Write out the listing in full, matching it word for word.

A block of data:
******************************

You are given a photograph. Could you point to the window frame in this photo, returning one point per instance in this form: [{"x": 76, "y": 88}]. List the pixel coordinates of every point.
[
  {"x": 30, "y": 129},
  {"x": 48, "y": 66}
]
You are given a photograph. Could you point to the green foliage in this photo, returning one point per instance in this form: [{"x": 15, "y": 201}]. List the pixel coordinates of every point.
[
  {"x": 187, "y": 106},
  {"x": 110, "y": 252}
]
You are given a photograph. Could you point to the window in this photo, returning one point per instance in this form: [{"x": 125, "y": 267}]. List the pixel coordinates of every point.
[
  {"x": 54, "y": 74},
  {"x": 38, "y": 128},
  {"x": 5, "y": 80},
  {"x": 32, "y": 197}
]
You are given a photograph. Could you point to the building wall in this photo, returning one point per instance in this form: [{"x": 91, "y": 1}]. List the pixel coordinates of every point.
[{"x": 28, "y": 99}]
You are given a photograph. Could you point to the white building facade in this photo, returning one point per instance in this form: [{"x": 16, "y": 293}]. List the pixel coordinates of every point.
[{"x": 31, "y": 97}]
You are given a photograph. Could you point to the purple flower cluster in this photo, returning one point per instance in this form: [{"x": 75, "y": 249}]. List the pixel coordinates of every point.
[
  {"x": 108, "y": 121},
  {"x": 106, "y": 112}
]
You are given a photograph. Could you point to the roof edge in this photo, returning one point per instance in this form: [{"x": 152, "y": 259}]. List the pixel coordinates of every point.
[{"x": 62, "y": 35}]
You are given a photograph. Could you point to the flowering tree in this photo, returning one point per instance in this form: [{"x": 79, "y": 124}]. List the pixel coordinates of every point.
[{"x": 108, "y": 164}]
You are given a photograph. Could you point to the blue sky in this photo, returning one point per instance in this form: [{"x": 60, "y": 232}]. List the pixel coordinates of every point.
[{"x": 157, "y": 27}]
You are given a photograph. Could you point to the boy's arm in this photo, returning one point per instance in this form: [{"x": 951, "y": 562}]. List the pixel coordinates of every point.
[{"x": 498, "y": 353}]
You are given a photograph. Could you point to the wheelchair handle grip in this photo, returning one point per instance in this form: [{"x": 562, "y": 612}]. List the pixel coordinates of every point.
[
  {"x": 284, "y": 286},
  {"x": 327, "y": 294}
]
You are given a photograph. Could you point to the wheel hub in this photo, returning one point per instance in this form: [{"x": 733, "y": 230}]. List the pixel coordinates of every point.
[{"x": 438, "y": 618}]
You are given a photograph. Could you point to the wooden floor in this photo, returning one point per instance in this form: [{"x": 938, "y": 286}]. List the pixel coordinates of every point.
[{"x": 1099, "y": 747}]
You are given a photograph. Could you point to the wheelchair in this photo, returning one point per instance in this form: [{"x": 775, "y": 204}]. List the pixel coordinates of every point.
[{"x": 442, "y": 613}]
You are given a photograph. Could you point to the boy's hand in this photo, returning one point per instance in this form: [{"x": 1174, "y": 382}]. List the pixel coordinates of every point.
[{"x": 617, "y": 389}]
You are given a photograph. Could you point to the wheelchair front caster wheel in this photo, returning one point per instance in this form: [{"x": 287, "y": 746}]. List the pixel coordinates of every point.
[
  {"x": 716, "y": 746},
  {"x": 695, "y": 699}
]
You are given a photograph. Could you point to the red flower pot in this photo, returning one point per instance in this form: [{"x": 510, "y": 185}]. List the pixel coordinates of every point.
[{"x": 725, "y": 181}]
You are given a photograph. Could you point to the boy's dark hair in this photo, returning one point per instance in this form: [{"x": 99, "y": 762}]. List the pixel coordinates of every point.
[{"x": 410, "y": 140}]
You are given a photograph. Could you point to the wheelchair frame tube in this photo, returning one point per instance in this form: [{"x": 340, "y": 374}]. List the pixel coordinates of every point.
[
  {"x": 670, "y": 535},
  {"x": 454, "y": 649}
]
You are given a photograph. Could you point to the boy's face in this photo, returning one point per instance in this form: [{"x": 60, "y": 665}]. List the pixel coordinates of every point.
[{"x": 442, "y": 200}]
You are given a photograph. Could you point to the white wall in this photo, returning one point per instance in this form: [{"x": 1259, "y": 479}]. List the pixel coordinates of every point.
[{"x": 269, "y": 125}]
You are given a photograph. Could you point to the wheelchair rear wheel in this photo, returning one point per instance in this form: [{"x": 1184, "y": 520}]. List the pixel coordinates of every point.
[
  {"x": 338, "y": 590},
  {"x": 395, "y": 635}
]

******************************

_Solution for this exercise:_
You are given a photograph. Could you point to the window frame in this photo, returning one point per instance in this form: [{"x": 76, "y": 88}]. List the pixel coordinates of every point.
[
  {"x": 30, "y": 129},
  {"x": 48, "y": 66}
]
You are given a photograph. Could you point to the green foliage in this photo, returning one point per instance in this form: [{"x": 15, "y": 201}]. List the pixel coordinates of every point.
[
  {"x": 187, "y": 106},
  {"x": 110, "y": 252}
]
You are given a photograph. Could you point to the window in this photo, returning one point per instance in this form: [{"x": 125, "y": 267}]. List the pixel coordinates of every point.
[
  {"x": 54, "y": 74},
  {"x": 38, "y": 128},
  {"x": 5, "y": 80},
  {"x": 32, "y": 197}
]
You are given a photograph. Could you point to the building wall in this photo, returning one point per instance in this form: [{"x": 91, "y": 1}]. List the pixel coordinates of every point.
[{"x": 28, "y": 99}]
You are given a photograph. Could you point to the white building facade in this photo, returning one point per instance in this form: [{"x": 16, "y": 293}]. List the pixel coordinates of every point.
[{"x": 31, "y": 97}]
You are given a photograph. Could you point to the purple flower cluster in this photo, returning one point per instance in this form: [{"x": 75, "y": 249}]. List the pixel coordinates of every point.
[
  {"x": 108, "y": 121},
  {"x": 106, "y": 112}
]
You are given a photograph. Could you point to the roof edge in this photo, returning one point per instance in this form: [{"x": 152, "y": 259}]. List the pixel coordinates of every point.
[{"x": 62, "y": 35}]
You are given a photograph. Could you point to the flowering tree in this photo, returning one point per instance in this form: [{"x": 79, "y": 124}]. List the pixel coordinates of every point.
[{"x": 108, "y": 164}]
You are given a photograph. Could you point to the blue sky in this photo, returning one point per instance in this form: [{"x": 60, "y": 232}]. List the pixel coordinates of every point.
[{"x": 157, "y": 27}]
You are given a photograph. Could you point to the boy's arm in this photo, returning one point per instance in this form: [{"x": 951, "y": 562}]. List the pixel coordinates of every point.
[{"x": 498, "y": 353}]
You are given a photograph. Could you point to the wheelchair handle grip in this photo, returning one point per instance in this form: [{"x": 562, "y": 612}]. List the pixel coordinates of every point.
[
  {"x": 284, "y": 286},
  {"x": 327, "y": 294}
]
You are given a photograph. Could you point to the wheel hub in this photo, returning one point per instance in this form: [{"x": 733, "y": 230}]. List the pixel coordinates of every point.
[{"x": 438, "y": 618}]
You are given a photograph. Could you point to the wooden floor in this photo, returning one point per instance in this form: [{"x": 938, "y": 286}]. List the pixel coordinates of every point.
[{"x": 1099, "y": 747}]
You are given a photograph. Could you point to the wheelchair in this photo, returning one point per instance in this form: [{"x": 775, "y": 204}]. List the pixel coordinates of every point.
[{"x": 442, "y": 613}]
You are given a photograph. Could you point to the boy's hand in this photo, returning one point per instance in this form: [{"x": 1174, "y": 382}]. List the pixel coordinates of every point.
[{"x": 617, "y": 389}]
You are given a photograph. Could you point to the wheelchair front caster wheel in this photo, returning one point per instance in this form: [{"x": 287, "y": 746}]. List the pixel coordinates of every point.
[
  {"x": 716, "y": 746},
  {"x": 695, "y": 699}
]
You are given a photograph. Could you point to the red flower pot in this photo, returning one point per instance in this form: [{"x": 510, "y": 185}]. List the pixel coordinates of every point.
[{"x": 725, "y": 181}]
You are given a photograph. Could you point to the boy's dark hair in this photo, returning one point per instance in this form: [{"x": 99, "y": 762}]. List the pixel coordinates of every point.
[{"x": 410, "y": 140}]
You are given a photograph. Could you point to the wheelchair frame tube in this photo, returning one point per instance in this form: [{"x": 340, "y": 374}]. List the pixel coordinates of every point.
[
  {"x": 670, "y": 535},
  {"x": 454, "y": 649}
]
You are given a photograph. Could you point to the boy's face in this photo, returning one point per instance in this form: [{"x": 60, "y": 665}]. List the pixel coordinates of every point.
[{"x": 442, "y": 200}]
You are given a photograph. Could you point to the white wall in this photo, returning one point per instance in this form: [{"x": 1259, "y": 479}]. List the pixel coordinates of every point.
[{"x": 269, "y": 125}]
You are given a photograph. Could you point to the wheelchair rear wheel in this photo, returning one point per instance in this form: [{"x": 1184, "y": 520}]. List the pixel coordinates of every point.
[
  {"x": 338, "y": 590},
  {"x": 395, "y": 635}
]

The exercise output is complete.